§ Job
Copy the following material verbatim, starting at the line containing "[locate] the person" and ending after the line containing "x=286, y=231".

§ Given information
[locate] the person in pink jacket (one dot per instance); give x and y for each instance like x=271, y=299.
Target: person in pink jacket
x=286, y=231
---
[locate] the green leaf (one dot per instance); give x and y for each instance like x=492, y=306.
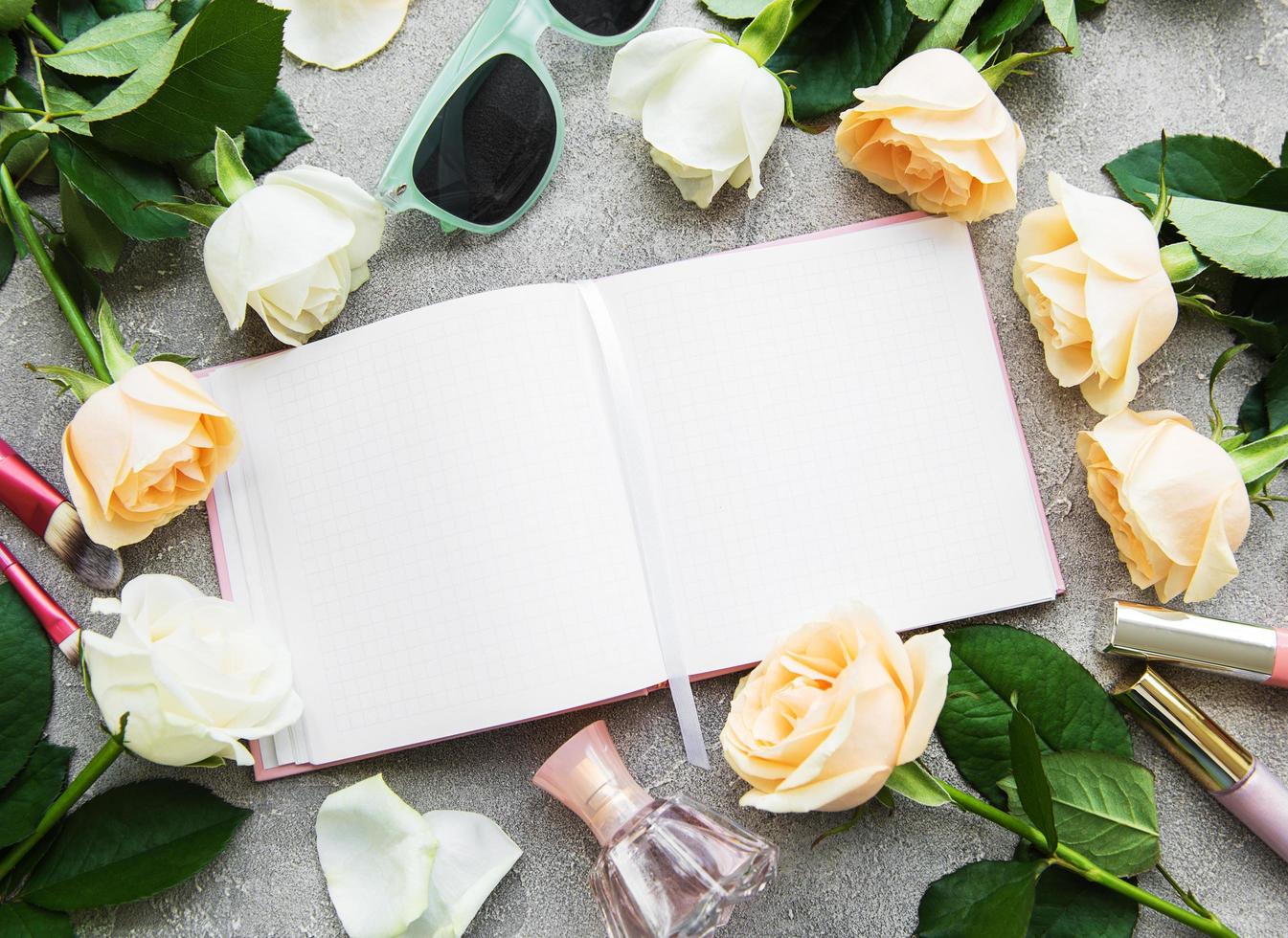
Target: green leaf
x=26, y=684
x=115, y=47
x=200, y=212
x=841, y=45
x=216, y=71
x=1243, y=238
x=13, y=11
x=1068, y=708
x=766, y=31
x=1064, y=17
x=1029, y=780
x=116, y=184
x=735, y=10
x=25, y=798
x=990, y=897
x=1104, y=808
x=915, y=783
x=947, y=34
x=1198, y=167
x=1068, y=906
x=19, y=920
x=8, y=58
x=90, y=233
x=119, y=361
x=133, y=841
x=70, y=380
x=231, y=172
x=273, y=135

§ Final result
[locate] the person in pink jacket (one dot per instance); give x and y for each instance like x=271, y=299.
Target: person in pink jacket
x=286, y=231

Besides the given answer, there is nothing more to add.